__What is asked__: List every line of the data below that contains the string "needs", copying each line in full. Case counts.

__Excerpts from a detection dataset__:
★ ★ ★ ★ ★
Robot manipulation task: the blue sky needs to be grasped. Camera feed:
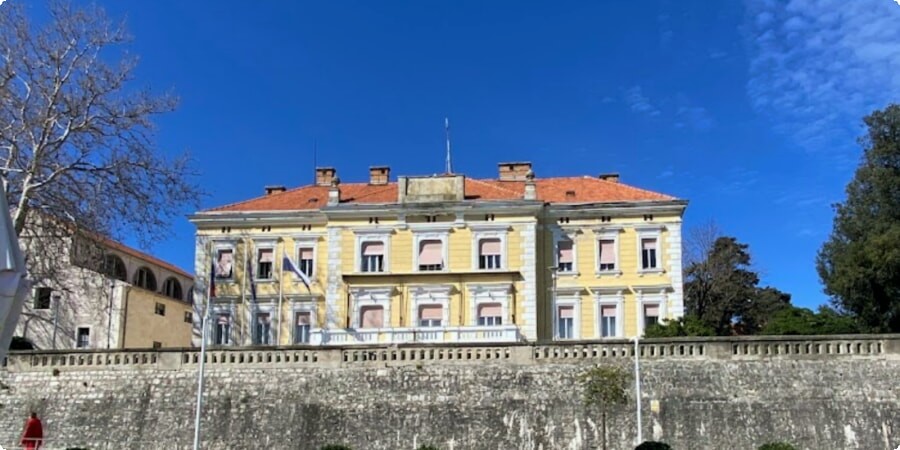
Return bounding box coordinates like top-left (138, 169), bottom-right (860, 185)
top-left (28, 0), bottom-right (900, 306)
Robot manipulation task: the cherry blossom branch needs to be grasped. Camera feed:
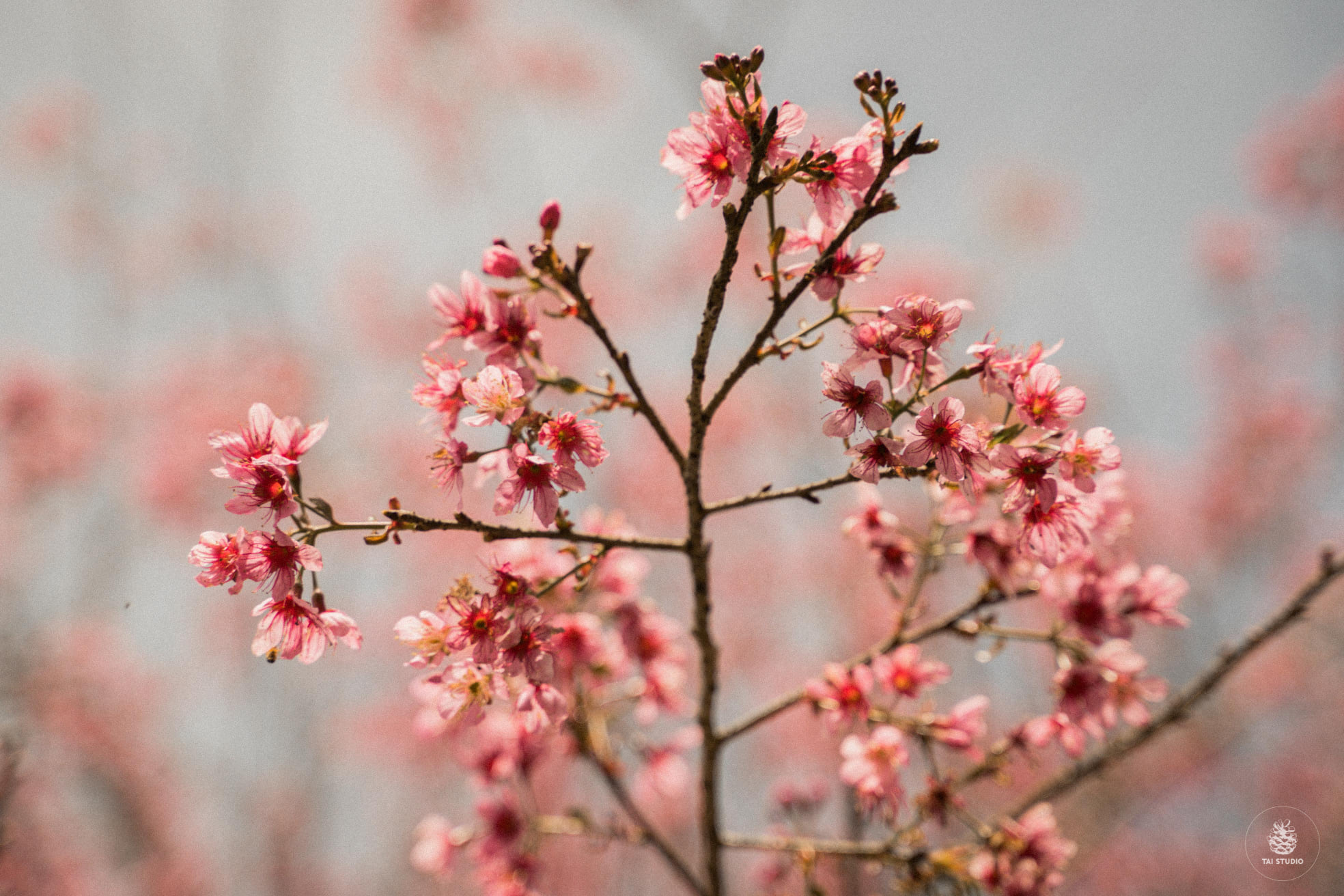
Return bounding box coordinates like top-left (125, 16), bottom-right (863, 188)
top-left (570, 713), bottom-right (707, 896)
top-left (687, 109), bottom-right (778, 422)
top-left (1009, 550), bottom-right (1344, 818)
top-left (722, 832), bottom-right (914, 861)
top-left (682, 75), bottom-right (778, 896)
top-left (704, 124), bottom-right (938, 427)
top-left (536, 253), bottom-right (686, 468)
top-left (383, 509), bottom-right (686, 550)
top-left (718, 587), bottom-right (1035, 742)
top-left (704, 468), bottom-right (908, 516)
★ ★ ★ ★ ★
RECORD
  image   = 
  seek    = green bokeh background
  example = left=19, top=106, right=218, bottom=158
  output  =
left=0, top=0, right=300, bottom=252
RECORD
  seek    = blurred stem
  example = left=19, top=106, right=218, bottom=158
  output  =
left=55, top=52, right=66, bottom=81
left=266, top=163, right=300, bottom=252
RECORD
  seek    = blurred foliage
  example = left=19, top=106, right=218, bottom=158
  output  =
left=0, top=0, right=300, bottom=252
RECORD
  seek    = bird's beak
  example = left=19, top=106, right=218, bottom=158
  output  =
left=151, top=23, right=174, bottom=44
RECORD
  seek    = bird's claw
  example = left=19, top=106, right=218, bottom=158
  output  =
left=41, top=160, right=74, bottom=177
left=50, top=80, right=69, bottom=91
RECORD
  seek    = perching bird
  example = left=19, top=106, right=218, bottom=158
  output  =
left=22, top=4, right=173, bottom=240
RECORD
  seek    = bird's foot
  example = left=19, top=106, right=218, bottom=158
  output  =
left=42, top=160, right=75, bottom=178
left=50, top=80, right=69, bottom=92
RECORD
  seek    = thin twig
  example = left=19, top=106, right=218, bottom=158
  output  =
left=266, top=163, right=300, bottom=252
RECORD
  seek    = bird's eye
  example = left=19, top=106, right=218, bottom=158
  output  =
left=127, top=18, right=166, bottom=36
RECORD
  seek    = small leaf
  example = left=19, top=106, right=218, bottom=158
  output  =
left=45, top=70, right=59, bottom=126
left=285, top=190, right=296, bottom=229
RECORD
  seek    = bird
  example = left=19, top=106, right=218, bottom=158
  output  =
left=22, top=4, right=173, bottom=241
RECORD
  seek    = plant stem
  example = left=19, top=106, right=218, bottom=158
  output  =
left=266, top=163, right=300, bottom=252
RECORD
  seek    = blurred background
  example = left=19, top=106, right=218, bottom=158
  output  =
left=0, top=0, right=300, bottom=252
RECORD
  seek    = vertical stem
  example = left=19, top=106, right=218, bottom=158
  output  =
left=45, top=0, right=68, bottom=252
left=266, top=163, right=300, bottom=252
★ ★ ★ ★ ★
__Result__:
Robot manipulation task: the blue sky needs to be grasped. Camera feed:
Robot manipulation task: the cherry blossom branch needs to be grasped. Camera feed:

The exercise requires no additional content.